## Requirements:
Answer these questions using the forum thread on car audio magazines below.
(a) Why does the first poster say they have a mail forwarding box in the States?
(b) Which publication is named as the only major one left in North America?
(c) Which German magazine is described as SQ/SQL oriented?

## Source document:
# Aussie chasing Car audio mags...



## bigwillystyle (May 26, 2009)

Hey guys, 

We don't really have any quality car audio mags here in australia, does anybody know of any good magazines?? i've just got a mail forwarding box in the states so i can get them shipped there and forwarded on...


----------



## audioroach (Aug 14, 2009)

You have a better chance in EUROPE for mags. The only major publication left in North America is PAS (performance auto sound)


----------



## bigwillystyle (May 26, 2009)

Cheers brother...


----------



## BaasTurbo (Aug 27, 2009)

If you can read German, Autohifi (autohifi-magazin.de) is pretty good. Shame it is so obvious they always shove their advertisers te the front but it's not as bad as the other quality German caraudio mag, Car&Hifi. Basically, every issue they test "the best everrrrr" and a load of ChinoGerman crap from the ACR stores but if you can look past that they provide valuable technical measurements. Autohifi is SQ/SQL oriented, Car&Hifi is more of a 'chav' mag albeit with some interesting tests and cars.

## Material supplied:
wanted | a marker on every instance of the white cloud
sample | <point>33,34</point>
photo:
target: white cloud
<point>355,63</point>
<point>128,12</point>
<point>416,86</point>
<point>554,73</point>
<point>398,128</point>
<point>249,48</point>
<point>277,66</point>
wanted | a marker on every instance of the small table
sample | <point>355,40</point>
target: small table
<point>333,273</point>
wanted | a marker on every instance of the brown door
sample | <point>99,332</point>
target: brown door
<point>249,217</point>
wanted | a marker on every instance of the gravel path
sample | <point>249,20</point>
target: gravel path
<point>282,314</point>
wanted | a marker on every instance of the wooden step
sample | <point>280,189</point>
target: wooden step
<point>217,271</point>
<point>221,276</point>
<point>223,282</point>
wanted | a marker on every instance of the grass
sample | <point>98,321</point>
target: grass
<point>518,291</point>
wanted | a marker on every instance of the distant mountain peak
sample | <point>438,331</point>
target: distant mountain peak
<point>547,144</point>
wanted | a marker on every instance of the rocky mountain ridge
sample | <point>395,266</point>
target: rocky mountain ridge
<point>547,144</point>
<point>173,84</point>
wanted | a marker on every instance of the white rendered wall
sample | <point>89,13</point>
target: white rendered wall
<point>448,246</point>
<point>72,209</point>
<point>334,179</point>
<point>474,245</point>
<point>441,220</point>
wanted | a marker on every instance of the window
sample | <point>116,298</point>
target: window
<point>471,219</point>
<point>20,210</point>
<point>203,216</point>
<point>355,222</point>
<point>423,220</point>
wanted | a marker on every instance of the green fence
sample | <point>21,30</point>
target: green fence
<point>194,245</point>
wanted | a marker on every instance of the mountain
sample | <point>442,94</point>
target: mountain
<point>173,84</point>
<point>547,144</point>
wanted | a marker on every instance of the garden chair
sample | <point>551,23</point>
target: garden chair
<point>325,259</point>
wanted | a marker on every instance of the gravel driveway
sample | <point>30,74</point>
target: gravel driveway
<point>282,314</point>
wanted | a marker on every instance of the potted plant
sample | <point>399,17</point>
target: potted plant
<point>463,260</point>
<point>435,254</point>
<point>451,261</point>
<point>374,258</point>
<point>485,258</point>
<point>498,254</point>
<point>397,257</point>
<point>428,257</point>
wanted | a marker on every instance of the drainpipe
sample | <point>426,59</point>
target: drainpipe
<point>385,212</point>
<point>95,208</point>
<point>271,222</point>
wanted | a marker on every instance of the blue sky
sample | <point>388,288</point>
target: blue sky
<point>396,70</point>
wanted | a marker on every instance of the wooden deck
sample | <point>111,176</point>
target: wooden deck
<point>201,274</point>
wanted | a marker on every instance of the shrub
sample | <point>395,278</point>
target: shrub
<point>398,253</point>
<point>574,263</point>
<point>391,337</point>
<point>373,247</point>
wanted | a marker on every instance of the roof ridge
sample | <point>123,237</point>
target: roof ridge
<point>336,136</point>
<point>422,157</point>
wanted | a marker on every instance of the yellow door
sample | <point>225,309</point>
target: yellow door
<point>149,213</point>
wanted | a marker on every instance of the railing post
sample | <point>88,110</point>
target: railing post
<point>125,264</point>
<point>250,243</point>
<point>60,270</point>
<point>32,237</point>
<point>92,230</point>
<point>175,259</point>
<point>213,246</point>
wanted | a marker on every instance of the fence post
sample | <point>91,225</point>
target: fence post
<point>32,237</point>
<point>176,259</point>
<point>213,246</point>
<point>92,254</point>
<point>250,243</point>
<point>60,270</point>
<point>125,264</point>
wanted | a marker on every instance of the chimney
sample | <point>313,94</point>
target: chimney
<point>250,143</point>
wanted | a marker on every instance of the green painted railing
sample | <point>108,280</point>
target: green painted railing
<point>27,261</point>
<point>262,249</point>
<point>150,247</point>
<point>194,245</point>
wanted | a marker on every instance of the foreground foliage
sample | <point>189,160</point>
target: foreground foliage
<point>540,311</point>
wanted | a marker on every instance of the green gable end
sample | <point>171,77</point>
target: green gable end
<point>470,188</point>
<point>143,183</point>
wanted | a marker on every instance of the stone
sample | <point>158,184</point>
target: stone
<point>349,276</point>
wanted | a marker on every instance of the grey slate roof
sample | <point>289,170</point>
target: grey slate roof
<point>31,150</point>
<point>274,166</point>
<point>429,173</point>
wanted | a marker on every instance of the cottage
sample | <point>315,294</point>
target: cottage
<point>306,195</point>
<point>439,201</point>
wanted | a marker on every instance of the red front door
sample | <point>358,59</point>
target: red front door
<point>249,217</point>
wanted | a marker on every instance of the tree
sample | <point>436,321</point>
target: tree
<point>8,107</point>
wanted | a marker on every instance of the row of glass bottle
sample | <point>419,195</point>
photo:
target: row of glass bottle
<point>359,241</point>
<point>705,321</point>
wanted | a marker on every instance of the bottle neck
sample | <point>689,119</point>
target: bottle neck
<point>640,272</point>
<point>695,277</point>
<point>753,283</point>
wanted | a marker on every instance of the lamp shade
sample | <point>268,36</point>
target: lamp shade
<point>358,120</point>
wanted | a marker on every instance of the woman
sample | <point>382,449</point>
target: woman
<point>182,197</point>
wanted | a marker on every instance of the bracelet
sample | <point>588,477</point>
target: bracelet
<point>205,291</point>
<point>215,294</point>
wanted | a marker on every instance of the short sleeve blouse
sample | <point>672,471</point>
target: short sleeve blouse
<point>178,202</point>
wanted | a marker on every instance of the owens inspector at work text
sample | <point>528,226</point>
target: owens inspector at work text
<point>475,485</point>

## Final result:
(a) So the magazines can be shipped there and forwarded on.
(b) PAS (Performance Auto Sound).
(c) Autohifi.